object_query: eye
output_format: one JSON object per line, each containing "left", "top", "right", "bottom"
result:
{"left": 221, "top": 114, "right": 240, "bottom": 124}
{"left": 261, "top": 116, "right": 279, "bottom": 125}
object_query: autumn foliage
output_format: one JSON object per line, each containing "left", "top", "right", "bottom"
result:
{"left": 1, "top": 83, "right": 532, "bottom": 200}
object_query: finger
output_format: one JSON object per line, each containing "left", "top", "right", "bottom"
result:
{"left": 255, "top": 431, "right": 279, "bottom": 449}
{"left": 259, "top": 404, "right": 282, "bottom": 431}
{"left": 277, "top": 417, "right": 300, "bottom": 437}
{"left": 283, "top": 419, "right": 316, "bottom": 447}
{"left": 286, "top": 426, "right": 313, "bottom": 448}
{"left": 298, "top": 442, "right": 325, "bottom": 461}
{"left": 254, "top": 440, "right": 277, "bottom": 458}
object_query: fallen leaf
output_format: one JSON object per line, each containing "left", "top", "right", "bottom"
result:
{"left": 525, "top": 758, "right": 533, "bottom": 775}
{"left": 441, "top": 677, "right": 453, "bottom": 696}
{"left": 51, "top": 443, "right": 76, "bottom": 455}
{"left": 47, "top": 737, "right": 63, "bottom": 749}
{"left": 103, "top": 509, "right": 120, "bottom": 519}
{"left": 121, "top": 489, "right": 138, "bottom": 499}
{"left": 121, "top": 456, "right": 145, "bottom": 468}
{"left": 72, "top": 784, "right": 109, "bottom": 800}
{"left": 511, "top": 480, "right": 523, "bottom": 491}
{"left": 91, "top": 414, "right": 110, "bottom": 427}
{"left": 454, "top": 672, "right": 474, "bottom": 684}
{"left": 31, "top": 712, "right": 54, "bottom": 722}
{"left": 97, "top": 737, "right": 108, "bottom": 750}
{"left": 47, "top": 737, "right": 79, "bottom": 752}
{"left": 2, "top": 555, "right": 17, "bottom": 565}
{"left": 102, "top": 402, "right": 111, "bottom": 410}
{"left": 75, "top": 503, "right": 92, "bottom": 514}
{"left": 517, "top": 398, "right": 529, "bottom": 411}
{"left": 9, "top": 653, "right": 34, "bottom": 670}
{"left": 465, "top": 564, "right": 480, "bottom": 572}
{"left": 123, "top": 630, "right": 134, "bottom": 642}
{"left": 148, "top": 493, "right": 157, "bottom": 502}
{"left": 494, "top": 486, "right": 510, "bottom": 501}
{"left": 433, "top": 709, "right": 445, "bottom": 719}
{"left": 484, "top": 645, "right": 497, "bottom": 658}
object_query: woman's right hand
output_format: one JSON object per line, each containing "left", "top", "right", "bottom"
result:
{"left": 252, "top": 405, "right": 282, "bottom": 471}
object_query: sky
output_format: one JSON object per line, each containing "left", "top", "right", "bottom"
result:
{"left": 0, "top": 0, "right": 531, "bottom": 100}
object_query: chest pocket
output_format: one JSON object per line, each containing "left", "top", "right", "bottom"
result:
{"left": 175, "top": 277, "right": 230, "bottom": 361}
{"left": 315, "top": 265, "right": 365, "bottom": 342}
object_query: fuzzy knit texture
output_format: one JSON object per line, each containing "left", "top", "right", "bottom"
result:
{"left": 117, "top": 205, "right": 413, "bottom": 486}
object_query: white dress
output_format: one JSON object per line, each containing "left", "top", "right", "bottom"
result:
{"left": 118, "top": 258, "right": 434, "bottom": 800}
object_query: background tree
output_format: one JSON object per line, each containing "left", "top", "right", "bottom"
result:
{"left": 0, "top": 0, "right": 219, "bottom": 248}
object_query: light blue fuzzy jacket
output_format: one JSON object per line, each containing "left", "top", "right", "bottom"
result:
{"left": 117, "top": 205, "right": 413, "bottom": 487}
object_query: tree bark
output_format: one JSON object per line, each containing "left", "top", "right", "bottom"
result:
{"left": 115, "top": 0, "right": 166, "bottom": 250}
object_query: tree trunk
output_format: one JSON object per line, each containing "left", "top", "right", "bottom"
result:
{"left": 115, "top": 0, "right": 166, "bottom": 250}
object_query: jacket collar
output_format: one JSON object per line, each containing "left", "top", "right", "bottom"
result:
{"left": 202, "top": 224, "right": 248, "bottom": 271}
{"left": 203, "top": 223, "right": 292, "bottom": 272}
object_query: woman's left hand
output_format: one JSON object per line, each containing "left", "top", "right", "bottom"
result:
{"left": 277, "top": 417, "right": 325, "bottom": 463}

### TASK PROMPT
Every line above that holds "hand" should be tallied; answer with the total alone.

### RESPONSE
2